## ЗАДАНИЕ A
Перенесите все строки записей, приведенных ниже, в JSON-список строк, по одной строке на элемент, пустые строки пропустите. Изображения в ответ не включайте.

## ВЫБРАННЫЙ ТЕКСТ
Четвертый метод: метод символической палитры — им пользовались до того, как перешли к натурной живописи, им пользовались иконописцы и художники Возрождения. Всякий цвет имеет свое символическое (а не только эмоциональное) значение — если у картины есть замысел, это значение будет востребовано. Покрова Богоматери могут быть только голубыми, а Христос одет в сочетание красного и синего — и это совсем не случайно. Это отражение той структуры сознания, которая и государственное устройство видит не как метод управления бессмысленным народом, не как способ для выкачивания средств на яхты — но как отражение горней гармонии. Это то теологическое устройство государства, единственно, кстати говоря, разумное, о котором и говорил Данте.
Существует, разумеется, и еще много иных палитр — всякая палитра суть изложение индивидуального взгляда художника на мир. Я рассказал о четырех основных принципах, которые соответствуют четырем принципам общественного порядка.
Палитра — это порядок.
Вне порядка не существует ни истории, ни знания, ни искусства, ни общества.
Что такое рисование (07.07.2012)
Объяснить, что такое рисование, это не так сложно, как кажется. Всякая вещь поддается толкованию, надо лишь увидеть вещь целиком — соединить в сознании многие фрагменты виденного прежде.
В этом занятии нет непостижимого уму: когда обыватель говорит, что он не разбирается в новациях, и когда художник дерет нос, рассказывая, что его деятельность недоступна профану — оба говорят вздор.
Особенно популярно высказывание: есть очень много стилей, все равноправны: кто-то абстракционист, кто-то реалист, кто-то минималист, кто-то кубист. Так, через манеру письма, личности ищут адекватную форму выражения бытия. И мы не вправе судить, кто из них хуже — потому что все равны в своей уникальности.
То есть, какой же критерий применить там, где критерий один — свобода?
Надо сказать, что критерий в искусстве имеется, и весьма определенный.
Подобно тому, как европейские языки произошли от латыни — смешавшейся с варварскими наречиями, европейское изобразительное искусство произошло от античного понимания пластики.
Школы европейского пластического искусства — разнесенные по территориям и во времени — это ровно то же самое, что диалекты языка, наречия лангобардов и бургундов, каталонский, провансальский, и так далее.
Национальные школы рисования (а их взаимные влияния, притяжения и отталкивания есть предмет исследования историков искусства) все происходят от античного начала — и неуклонно к нему стремятся.

## ЗАДАНИЕ B
Продолжите приведенный выше текст о рисовании, начав сразу после его последнего предложения.

## ИСХОДНЫЕ ЗАПИСИ

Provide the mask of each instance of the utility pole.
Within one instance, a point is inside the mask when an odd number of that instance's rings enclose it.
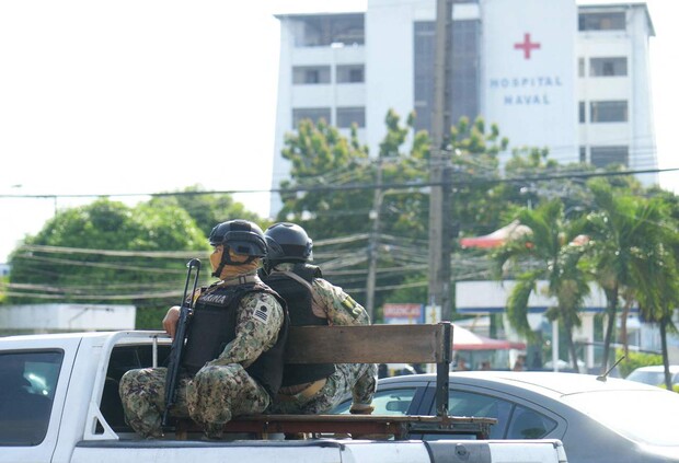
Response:
[[[372,198],[372,210],[370,218],[372,219],[372,231],[368,242],[368,279],[366,281],[366,312],[370,316],[370,322],[375,323],[375,286],[377,274],[377,257],[380,240],[380,209],[382,208],[382,158],[377,159],[377,176],[376,176],[375,196]]]
[[[447,107],[450,60],[450,0],[436,1],[436,34],[434,60],[434,114],[431,118],[431,148],[429,158],[429,287],[428,304],[441,308],[441,317],[450,320],[450,185],[448,157],[444,143],[450,129]]]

## ОЖИДАЕМЫЙ ОТВЕТ A
[
  "Provide the mask of each instance of the utility pole.",
  "Within one instance, a point is inside the mask when an odd number of that instance's rings enclose it.",
  "Response:",
  "[[[372,198],[372,210],[370,218],[372,219],[372,231],[368,242],[368,279],[366,281],[366,312],[370,316],[370,322],[375,323],[375,286],[377,274],[377,257],[380,240],[380,209],[382,208],[382,158],[377,159],[377,176],[376,176],[375,196]]]",
  "[[[447,107],[450,60],[450,0],[436,1],[436,34],[434,60],[434,114],[431,118],[431,148],[429,158],[429,287],[428,304],[441,308],[441,317],[450,320],[450,185],[448,157],[444,143],[450,129]]]"
]

## ОЖИДАЕМЫЙ ОТВЕТ B
Нет такой школы в истории европейского искусства, которая бы не мечтала о воссоздании большой европейской пластической культуры — этакой Священной Римской империи изобразительного искусства.
Гегелевская эстетика, в сущности, именно этому вопросу и посвящена — собиранию воедино утраченных земель, отвоеванных некогда у небытия античной культурой. Античность — не просто образец, но скорее генетический код культуры — европейская культура помнит себя сама, помнит свою идею, в том числе идею гармонии. Считается, что однажды — возможно, в Афинах Перикла — эта самая гармония была явлена во всей полноте. Однажды распавшись, античность вечно мечтает собрать себя заново — мечтает возродиться и гармония; в этом и состоит пафос европейского рисования — точно так же, как пафос европейской политики всегда состоял в попытке возрождения цельной империи Карла Великого.
Именно об этом возрождении цельной гармонии — великое время Ренессанса, именно об этом написан «Фауст» Гете (обратите внимание на вторую часть), именно этим занимался Винкельман и Вельфлин.
Эстетика европейского искусства вечно имеет дело с разрозненными трактовками красоты и пользы, каковые трактовки собирает в одну категорию красоты, универсальную — ведь доказано, что это не утопия, это однажды было. Гармония — так считает европейская мысль — существовала однажды, а потом существовать перестала, но всякая локальная эстетика есть как бы припоминание этой гармонии, ее реконструкция. А рисование (и всякая школа проделывает это заново, своими средствами) есть попытка из кусочков смальты собрать цельную мозаику заново.
Таким образом, европейское понятие пластики (то есть, собственно представление о том, как ведется линия, как линия описывает объем, как линия характеризует пространство и перспективу) есть не что иное, как припоминание античности — но вольное, свободное от догмы, предлагающее всякий раз новое прочтение.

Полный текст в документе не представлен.